REQUIRED TASK
Count the lines in the listing below that contain the string "target", and reply with that number alone.

PROVIDED INFORMATION
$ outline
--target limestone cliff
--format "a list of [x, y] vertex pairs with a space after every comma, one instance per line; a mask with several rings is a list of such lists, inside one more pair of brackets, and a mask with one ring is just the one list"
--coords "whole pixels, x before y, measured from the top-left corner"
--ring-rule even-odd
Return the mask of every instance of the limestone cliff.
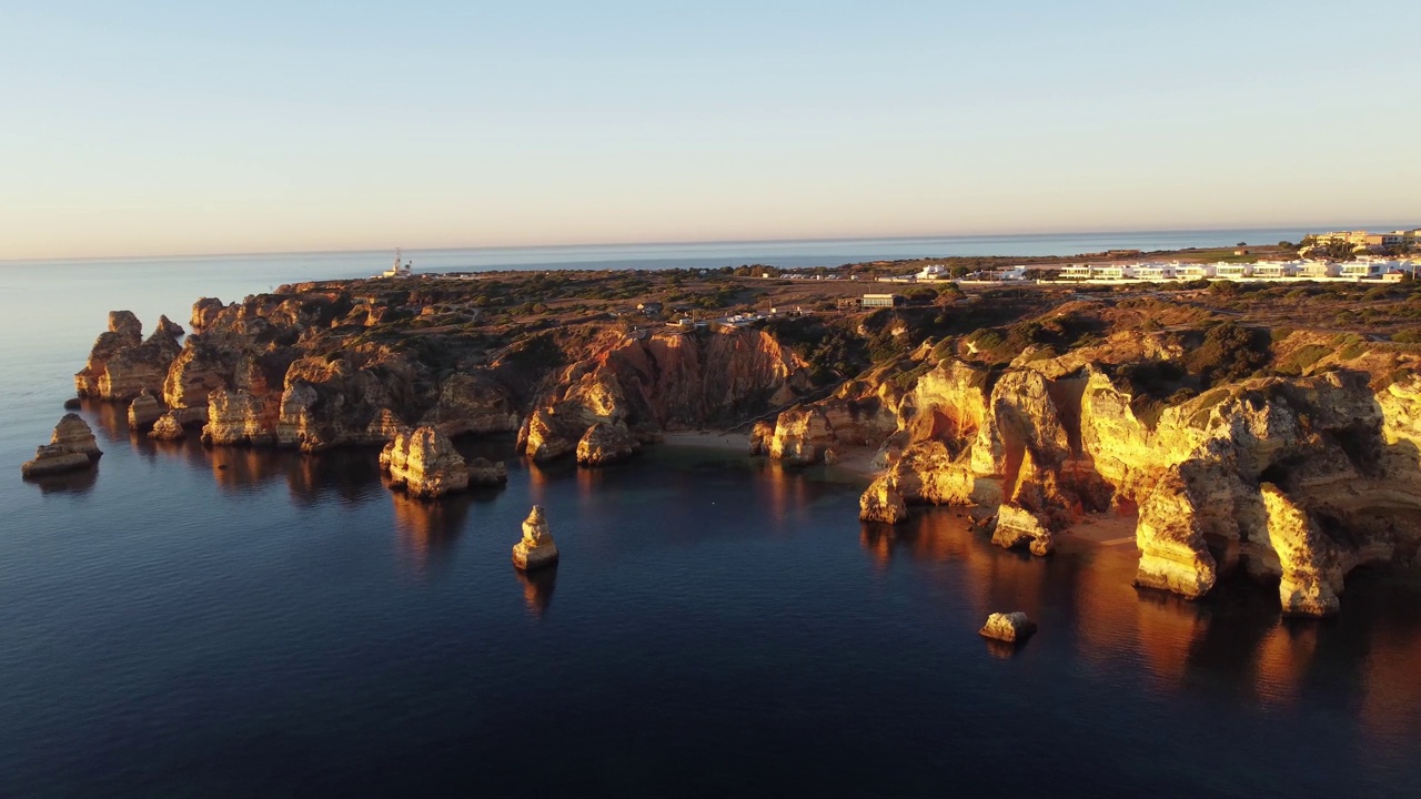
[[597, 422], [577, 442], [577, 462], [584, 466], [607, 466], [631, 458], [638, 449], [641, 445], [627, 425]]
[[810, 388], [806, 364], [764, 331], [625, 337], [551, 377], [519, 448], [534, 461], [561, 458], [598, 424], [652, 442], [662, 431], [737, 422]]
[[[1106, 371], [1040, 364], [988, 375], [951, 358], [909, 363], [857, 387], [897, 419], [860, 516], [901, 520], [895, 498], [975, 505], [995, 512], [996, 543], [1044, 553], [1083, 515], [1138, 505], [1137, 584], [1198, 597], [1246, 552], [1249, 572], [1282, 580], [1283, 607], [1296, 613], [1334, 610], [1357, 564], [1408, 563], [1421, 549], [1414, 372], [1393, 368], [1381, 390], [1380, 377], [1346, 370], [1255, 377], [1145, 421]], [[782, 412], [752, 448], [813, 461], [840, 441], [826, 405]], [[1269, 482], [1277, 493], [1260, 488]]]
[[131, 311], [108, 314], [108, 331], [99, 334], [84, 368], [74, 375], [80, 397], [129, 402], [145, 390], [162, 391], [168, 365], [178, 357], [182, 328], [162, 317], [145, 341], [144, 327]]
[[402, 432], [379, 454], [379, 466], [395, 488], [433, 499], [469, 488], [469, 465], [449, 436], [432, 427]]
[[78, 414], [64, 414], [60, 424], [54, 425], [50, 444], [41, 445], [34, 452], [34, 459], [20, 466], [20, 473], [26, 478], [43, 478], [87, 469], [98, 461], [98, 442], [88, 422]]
* * *
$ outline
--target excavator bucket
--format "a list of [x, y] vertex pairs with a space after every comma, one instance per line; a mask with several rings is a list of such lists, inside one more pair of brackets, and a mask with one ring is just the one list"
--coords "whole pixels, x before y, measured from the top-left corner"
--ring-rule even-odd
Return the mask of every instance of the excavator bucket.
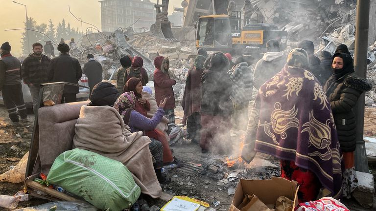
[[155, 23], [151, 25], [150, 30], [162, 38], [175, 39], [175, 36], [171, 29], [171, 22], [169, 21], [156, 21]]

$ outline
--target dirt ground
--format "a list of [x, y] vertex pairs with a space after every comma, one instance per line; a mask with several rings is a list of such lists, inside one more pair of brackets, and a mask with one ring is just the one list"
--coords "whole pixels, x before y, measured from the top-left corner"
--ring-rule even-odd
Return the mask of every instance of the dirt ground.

SOLUTION TO THE PROBLEM
3